# [Work to do]
[1] From the article on false humility, copy the passage running from "Perception is reality." up to and including "self-regulate is humility.".
[2] In the article on false humility, how is false humility briefly defined?

4 Ways to Overcome the Danger of False Humility

Perception is reality.

All metaphysical or existential debate aside, the way people perceive you at work greatly influences the reality you’ll experience. Call it your brand, reputation, or image, the perception people have of you is the net result of what you say, how you act, and the way your presence makes people feel. That’s why self-awareness—understanding how your behaviors impact those around you—is so critical to your success.

One behavioral area that can be hard to self-regulate is humility.

Humility is an admirable and honorable trait. I respect people who are able to keep their ego in check, recognize they aren’t the smartest in the room, and give space for others to shine and unleash their own brilliance. However, in an effort to not come across as being egotistical, it’s easy to overcompensate and fall prey to false humility. When that happens, you can do yourself more harm than good.

So, what is false humility? Well, first, let’s define humility. Humility is the state or condition of being humble. It’s having a modest opinion of yourself and your own importance. Being humble is not believing you are inferior to others. Humble people fully appreciate their own gifts and talents, but don’t esteem themselves above others.

False humility, on the other hand, is pridefulness in disguise. We practice false humility when we intentionally devalue ourselves or our contributions in an attempt to appear humble. Examples of false humility include deflecting praise we truly deserve, fishing for compliments to draw attention to ourselves, “humble-bragging” (talking about how humble we are), falsely portraying helplessness or a lack of power, and self-deprecating humor. As Dr. Aqualus Gordon discusses in this article for Psychology Today, false humility can be the manifestation of an inferiority complex.

The popular understanding of an inferiority complex is a person who believes he/she is inferior to other people. It’s a form of self-loathing and causes people to view themselves and their contributions as “less than” other people. However, that’s only one side of the coin, according to Dr. Gordon. The flip-side of an inferiority complex, or false humility, is a real or perceived belief of superiority to others. Our false display of humility can be a socially acceptable way to express our ego in an indirect manner. Ironically, in an effort to come across as being humble, we actually draw attention to ourselves through false humility which is anything but being humble!

So how do we combat false humility? I’ve found these four strategies to be helpful:

  1. Have an attitude of gratitude—Being grateful reminds me of how fortunate I am in the big scheme of life. It helps me to be thankful for all the people who have contributed to my success and reminds me that I’ve received an awful lot of help along the way.

# [Recorded data]
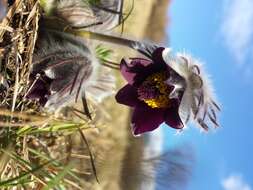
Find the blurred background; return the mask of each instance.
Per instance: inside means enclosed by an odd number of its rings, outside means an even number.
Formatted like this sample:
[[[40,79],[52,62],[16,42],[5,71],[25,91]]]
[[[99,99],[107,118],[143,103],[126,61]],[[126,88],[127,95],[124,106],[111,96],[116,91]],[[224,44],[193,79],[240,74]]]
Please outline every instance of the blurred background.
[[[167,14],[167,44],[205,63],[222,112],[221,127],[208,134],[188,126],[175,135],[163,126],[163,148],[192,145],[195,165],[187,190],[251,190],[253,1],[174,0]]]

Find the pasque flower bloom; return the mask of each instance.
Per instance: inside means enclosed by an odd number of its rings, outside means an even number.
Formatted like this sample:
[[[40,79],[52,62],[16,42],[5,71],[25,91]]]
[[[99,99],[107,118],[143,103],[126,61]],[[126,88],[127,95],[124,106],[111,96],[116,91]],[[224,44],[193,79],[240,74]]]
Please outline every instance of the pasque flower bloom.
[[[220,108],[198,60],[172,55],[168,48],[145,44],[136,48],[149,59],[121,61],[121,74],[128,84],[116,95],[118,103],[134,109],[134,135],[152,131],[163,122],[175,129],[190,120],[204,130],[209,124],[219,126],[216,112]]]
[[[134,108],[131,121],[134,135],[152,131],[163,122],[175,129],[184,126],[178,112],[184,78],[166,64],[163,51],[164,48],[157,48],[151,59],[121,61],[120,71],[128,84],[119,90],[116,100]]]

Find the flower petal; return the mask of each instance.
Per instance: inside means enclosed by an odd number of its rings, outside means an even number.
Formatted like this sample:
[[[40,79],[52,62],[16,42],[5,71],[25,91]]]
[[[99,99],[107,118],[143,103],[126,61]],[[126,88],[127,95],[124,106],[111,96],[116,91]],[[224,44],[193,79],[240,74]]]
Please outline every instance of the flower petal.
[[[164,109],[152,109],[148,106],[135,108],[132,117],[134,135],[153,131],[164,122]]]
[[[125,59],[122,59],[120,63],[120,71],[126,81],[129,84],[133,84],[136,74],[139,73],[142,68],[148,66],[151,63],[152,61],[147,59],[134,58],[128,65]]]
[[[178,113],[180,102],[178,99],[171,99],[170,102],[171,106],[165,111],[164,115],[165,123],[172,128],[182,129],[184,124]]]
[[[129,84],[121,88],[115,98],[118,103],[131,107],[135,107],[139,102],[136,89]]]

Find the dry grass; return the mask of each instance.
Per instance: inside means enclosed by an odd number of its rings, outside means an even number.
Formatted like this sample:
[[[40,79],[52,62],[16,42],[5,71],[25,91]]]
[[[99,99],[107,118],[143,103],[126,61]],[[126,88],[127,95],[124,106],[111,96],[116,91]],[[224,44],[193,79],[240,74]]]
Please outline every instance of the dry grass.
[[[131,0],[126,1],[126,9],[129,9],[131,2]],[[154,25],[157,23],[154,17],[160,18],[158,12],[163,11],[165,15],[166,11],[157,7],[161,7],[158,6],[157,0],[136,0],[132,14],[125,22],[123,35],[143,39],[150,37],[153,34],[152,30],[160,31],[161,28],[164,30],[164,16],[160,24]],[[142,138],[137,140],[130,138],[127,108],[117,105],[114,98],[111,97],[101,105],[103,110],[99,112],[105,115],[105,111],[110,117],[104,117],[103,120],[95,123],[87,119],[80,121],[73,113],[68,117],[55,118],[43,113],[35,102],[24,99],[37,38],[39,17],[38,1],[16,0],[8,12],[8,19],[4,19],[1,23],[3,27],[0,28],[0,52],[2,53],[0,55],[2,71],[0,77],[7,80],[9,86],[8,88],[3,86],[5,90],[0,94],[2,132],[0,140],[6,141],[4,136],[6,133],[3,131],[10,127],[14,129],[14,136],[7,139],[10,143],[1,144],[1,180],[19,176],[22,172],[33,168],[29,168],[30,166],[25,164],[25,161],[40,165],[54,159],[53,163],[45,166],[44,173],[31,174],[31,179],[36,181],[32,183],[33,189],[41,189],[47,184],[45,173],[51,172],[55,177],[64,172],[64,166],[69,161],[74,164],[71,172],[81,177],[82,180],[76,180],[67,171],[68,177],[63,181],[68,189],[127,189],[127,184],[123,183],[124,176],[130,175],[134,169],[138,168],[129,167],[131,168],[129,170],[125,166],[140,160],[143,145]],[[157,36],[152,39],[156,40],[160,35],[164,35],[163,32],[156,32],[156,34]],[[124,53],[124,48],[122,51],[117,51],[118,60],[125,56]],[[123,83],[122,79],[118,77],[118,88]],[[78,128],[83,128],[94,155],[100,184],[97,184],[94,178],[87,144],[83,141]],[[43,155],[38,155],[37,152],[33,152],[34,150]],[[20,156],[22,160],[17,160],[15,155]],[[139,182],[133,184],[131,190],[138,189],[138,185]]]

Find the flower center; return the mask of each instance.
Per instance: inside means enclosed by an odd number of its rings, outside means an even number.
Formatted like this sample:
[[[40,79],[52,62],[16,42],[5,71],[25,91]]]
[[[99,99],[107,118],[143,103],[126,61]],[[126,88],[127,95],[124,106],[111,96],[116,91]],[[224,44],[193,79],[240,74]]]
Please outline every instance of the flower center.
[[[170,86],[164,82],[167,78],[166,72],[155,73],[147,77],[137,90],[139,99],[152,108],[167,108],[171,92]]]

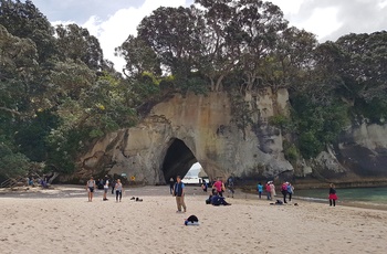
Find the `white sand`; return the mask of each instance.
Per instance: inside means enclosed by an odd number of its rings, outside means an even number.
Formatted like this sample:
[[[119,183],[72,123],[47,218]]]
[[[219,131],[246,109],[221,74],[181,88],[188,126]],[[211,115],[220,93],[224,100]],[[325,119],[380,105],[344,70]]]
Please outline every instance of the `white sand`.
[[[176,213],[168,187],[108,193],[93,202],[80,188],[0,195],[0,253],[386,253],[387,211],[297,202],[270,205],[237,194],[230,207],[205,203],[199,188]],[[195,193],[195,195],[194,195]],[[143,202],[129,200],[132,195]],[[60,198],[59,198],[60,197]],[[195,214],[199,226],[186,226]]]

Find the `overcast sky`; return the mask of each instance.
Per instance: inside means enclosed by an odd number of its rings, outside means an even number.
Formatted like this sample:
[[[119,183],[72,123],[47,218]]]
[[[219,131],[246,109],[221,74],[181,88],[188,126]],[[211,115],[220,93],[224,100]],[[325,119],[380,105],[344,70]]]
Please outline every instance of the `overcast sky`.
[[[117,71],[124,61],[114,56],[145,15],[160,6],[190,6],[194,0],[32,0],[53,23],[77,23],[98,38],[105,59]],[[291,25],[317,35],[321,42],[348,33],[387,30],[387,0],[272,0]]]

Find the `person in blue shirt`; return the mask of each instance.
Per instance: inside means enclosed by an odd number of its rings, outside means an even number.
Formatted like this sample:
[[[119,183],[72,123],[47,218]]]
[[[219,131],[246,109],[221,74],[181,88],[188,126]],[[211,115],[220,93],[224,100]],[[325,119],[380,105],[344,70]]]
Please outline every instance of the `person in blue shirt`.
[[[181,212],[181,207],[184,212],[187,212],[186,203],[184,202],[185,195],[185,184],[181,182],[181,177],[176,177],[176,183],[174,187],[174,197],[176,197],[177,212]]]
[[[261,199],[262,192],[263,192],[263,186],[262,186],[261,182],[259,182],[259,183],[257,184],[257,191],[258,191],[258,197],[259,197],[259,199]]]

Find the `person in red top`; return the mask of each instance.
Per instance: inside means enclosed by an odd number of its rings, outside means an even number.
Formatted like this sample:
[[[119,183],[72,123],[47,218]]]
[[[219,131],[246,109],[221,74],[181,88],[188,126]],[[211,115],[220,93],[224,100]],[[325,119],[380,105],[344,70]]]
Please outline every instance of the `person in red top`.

* * *

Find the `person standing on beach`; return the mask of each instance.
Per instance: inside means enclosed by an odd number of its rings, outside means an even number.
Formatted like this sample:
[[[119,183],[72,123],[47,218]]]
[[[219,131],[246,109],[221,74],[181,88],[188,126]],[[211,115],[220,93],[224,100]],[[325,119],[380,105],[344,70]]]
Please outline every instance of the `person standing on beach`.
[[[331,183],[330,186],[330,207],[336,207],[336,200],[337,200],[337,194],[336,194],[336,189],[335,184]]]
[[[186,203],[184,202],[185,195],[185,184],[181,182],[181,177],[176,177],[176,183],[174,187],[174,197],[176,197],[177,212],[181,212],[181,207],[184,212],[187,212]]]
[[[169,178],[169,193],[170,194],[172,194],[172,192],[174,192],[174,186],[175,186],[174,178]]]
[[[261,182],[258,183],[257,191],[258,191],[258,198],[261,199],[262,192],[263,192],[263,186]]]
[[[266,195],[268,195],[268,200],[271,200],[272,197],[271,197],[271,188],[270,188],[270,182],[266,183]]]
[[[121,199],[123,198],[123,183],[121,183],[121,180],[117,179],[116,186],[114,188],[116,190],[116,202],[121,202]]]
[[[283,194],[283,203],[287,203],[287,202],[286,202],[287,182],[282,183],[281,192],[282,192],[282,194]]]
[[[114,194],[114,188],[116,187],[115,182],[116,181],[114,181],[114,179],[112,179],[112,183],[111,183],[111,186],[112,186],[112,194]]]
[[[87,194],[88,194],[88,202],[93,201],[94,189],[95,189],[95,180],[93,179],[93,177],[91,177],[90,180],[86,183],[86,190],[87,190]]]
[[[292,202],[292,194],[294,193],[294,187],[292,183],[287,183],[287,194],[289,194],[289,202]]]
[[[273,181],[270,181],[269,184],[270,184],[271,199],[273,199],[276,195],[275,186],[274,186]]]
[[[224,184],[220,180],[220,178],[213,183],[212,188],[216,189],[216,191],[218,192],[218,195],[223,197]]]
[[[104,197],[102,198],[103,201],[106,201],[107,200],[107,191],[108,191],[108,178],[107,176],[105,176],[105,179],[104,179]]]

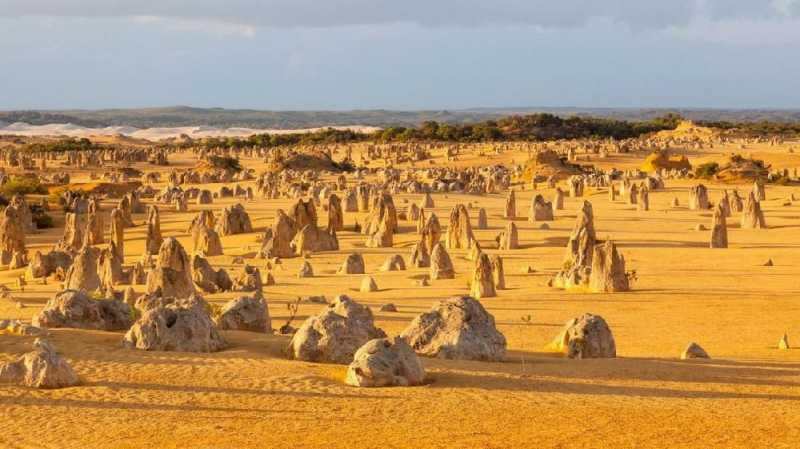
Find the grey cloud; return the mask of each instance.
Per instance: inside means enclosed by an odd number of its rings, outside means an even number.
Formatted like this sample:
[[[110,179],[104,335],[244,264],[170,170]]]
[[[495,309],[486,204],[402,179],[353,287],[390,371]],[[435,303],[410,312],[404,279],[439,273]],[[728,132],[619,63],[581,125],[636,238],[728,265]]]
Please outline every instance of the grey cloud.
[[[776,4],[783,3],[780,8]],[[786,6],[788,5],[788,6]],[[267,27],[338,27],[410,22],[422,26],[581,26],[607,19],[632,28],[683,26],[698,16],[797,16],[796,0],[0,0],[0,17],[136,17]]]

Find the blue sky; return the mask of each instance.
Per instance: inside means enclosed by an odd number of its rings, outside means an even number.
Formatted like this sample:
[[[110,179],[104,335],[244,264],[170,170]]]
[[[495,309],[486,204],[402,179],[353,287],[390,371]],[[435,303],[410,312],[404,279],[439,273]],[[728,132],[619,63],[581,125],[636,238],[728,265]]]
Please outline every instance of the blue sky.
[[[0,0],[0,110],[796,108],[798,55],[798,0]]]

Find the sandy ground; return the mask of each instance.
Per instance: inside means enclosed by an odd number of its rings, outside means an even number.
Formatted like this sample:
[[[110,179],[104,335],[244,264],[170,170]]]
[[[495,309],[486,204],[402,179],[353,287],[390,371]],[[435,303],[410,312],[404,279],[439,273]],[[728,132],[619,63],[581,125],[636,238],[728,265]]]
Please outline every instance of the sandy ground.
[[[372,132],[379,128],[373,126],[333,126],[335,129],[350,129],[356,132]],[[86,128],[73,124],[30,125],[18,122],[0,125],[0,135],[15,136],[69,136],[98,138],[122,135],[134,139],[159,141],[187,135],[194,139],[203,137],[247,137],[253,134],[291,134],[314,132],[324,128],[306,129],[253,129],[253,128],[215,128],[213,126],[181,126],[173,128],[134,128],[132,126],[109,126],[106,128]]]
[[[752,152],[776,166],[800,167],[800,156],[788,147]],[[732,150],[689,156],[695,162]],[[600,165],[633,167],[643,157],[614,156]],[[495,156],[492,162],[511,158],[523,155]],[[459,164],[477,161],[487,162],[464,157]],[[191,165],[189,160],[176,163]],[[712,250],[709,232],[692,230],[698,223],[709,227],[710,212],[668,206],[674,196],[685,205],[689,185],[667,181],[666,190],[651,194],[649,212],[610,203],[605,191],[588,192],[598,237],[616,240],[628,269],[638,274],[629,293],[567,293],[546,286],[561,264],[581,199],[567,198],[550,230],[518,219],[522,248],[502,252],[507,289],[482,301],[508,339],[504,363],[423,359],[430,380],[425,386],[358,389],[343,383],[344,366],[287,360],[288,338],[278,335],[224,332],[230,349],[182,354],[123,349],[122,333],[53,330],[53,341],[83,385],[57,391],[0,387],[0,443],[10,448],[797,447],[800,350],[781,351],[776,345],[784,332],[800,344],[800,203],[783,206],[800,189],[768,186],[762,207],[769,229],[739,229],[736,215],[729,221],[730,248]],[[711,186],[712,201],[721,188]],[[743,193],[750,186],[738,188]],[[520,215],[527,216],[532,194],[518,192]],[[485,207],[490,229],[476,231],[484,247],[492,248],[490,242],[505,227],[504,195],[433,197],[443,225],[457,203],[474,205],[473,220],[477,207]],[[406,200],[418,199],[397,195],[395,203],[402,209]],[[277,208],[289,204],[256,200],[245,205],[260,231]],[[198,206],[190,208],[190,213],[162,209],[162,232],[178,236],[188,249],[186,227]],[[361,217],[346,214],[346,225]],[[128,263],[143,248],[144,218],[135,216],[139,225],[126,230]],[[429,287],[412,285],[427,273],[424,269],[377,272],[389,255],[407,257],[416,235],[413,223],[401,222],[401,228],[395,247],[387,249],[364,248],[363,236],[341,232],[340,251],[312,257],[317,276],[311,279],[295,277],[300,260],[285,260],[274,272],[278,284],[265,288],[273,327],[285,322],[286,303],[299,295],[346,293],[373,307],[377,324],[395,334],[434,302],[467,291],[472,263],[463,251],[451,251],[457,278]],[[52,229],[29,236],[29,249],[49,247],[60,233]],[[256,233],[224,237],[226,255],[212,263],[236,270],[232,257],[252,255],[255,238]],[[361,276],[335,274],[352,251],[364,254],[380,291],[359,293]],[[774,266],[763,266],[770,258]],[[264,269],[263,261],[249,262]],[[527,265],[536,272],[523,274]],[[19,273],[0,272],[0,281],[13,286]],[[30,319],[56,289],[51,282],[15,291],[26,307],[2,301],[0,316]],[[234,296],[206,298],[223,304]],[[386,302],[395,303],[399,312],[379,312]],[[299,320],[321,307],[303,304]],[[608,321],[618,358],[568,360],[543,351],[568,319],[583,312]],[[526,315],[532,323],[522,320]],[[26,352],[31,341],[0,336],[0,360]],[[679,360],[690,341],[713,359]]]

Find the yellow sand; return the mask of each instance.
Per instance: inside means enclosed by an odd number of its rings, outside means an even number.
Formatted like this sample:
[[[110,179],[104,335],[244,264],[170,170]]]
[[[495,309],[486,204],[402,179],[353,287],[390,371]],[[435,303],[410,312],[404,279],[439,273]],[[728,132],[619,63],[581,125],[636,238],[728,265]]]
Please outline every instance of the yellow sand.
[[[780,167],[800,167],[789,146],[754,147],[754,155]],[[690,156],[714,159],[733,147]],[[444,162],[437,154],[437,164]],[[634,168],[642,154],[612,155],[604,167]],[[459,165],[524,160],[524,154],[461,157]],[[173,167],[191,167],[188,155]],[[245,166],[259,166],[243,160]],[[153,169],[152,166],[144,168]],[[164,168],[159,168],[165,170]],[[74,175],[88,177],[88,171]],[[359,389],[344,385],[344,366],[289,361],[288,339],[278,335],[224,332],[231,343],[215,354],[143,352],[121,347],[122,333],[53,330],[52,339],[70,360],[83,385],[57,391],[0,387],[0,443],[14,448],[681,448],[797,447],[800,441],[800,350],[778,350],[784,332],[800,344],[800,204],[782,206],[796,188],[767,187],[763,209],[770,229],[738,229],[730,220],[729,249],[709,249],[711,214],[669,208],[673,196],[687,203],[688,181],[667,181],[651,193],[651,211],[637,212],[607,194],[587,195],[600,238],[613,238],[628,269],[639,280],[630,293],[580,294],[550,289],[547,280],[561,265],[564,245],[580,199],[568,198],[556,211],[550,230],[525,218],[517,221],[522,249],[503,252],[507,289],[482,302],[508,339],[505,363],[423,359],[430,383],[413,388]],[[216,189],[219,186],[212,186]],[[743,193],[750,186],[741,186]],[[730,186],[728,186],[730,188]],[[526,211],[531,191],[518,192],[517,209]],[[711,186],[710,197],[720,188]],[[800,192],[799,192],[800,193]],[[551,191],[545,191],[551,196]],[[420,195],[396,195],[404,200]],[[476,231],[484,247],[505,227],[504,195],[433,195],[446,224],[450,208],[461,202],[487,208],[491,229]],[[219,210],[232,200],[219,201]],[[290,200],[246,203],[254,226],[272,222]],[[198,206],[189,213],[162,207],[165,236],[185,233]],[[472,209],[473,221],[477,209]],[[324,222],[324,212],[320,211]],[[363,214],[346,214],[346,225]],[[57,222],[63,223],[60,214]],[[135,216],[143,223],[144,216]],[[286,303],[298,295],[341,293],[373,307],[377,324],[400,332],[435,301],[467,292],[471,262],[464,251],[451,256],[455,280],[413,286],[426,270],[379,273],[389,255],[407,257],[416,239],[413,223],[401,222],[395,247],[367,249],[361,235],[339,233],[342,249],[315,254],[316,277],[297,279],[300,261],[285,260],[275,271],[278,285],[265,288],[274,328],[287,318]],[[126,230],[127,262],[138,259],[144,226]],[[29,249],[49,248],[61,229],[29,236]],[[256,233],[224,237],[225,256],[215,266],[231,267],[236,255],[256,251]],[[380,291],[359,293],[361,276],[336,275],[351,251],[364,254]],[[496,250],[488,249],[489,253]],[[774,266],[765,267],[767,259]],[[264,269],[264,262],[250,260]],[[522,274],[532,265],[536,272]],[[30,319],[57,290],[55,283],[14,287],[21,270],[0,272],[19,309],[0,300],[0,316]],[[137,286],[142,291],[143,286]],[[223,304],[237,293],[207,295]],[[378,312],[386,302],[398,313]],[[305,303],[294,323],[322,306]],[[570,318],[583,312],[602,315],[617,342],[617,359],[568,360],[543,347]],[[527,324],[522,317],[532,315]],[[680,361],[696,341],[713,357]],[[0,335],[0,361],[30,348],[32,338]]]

--

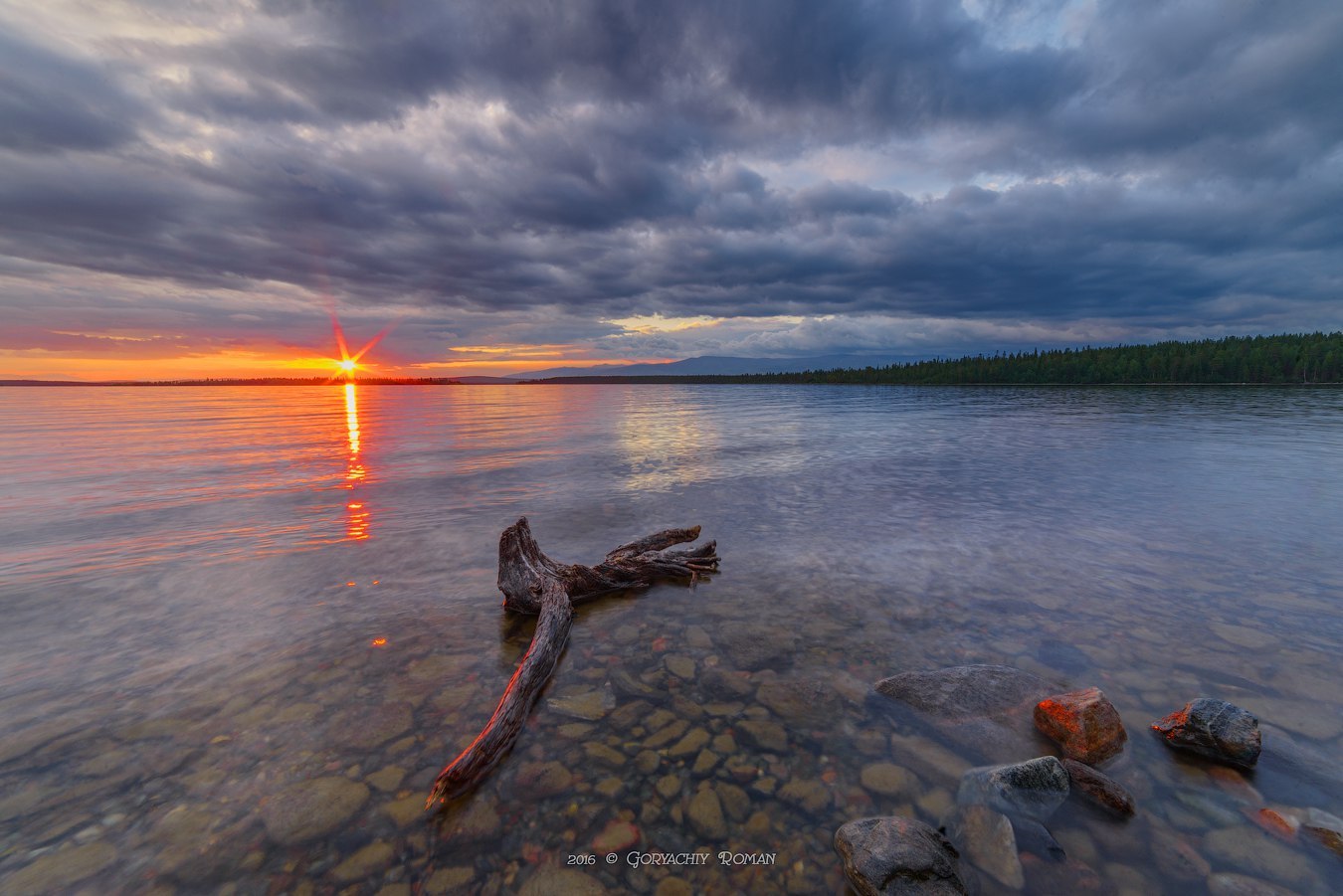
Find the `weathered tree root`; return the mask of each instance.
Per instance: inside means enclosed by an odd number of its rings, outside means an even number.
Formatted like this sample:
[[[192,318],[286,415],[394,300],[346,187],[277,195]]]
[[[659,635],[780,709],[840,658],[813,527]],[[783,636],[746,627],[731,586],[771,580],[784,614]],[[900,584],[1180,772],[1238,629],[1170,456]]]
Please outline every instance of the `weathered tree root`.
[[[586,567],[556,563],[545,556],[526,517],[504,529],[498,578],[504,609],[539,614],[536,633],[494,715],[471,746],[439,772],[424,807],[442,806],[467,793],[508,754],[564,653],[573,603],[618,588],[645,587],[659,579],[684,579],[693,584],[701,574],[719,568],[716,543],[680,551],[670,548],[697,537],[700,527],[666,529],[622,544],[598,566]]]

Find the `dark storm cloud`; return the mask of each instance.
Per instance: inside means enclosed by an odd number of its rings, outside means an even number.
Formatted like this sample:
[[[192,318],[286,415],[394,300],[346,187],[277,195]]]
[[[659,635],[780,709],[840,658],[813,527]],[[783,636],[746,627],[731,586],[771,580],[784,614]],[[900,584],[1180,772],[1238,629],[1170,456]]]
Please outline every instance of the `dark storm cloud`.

# [Set of answers]
[1]
Perception is reality.

All metaphysical or existential debate aside, the way people perceive you at work greatly influences the reality you’ll experience. Call it your brand, reputation, or image, the perception people have of you is the net result of what you say, how you act, and the way your presence makes people feel. That’s why self-awareness—understanding how your behaviors impact those around you—is so critical to your success.

One behavioral area that can be hard to self-regulate is humility.

[2] Pridefulness in disguise.